### Task data

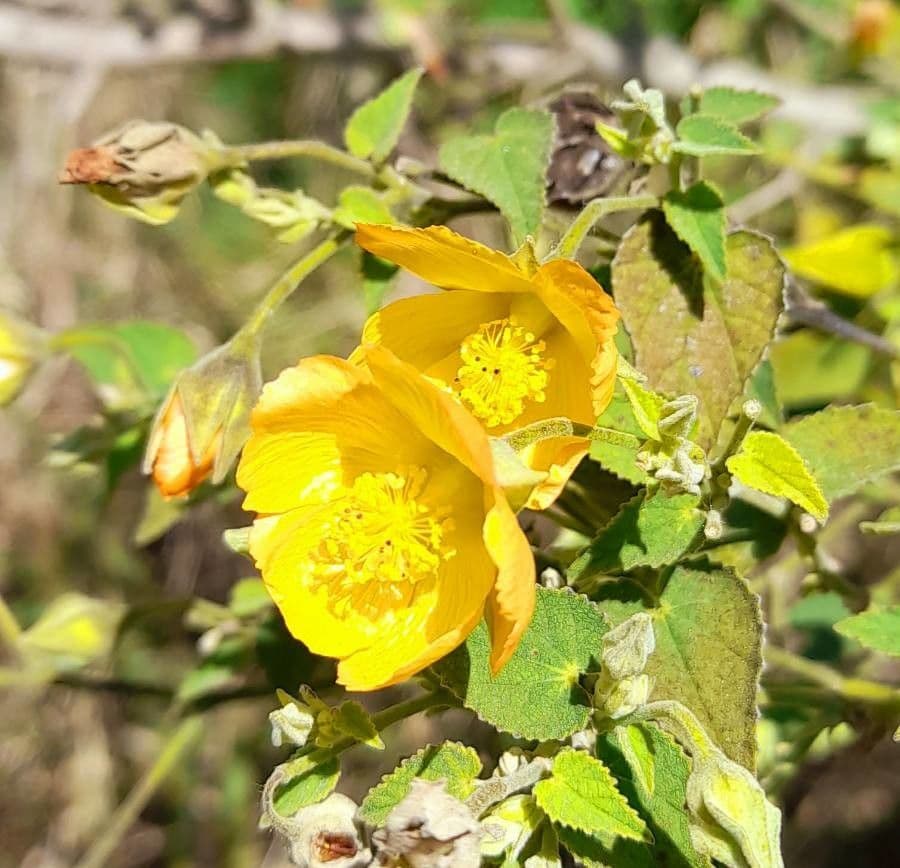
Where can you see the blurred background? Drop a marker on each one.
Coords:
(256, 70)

######
### Task data

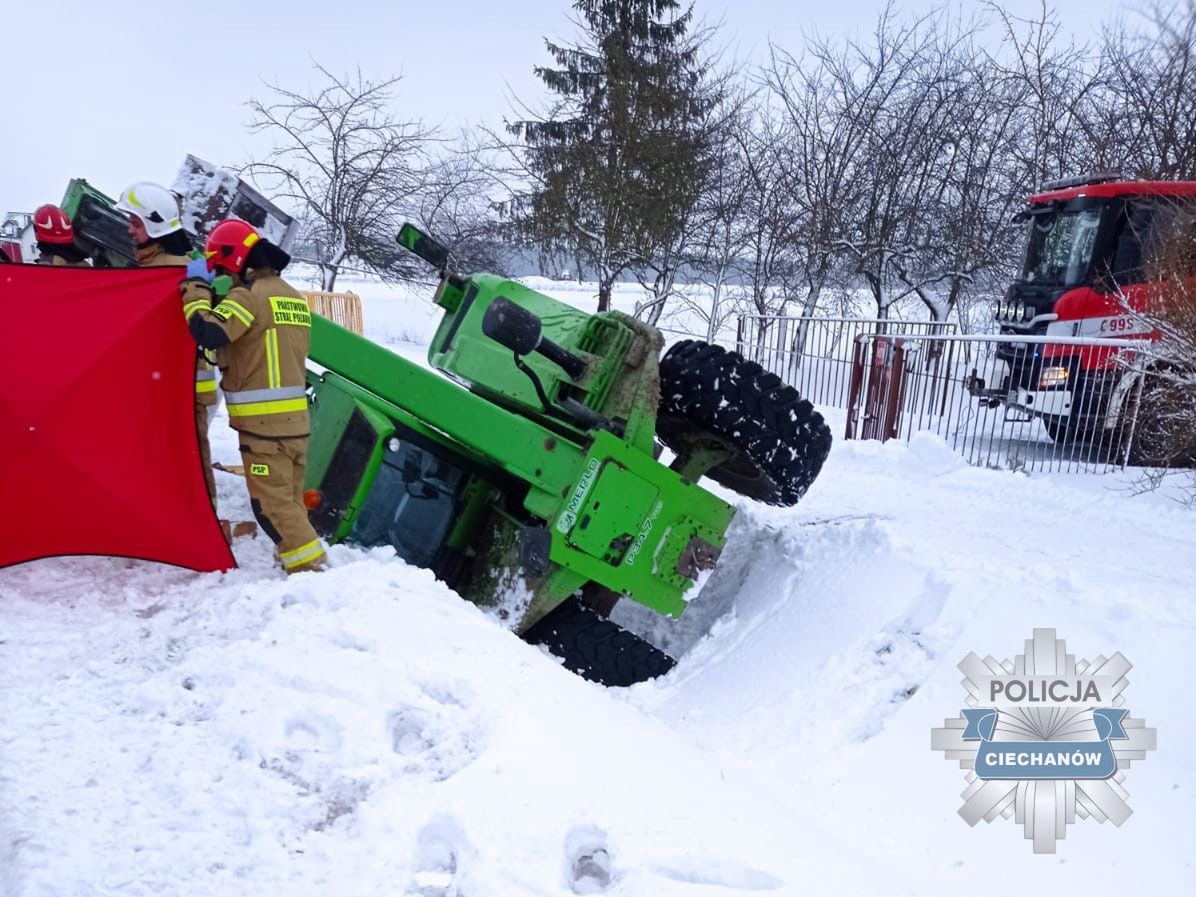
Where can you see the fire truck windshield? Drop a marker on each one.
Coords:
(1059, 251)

######

● What the task asks:
Return, verbatim, the lines of the listing from the line containing "Where can you see the fire" up to and including the line containing "(1059, 251)".

● Response:
Where can you see the fire truck windshield? Drop a marker on each one.
Coords:
(1059, 251)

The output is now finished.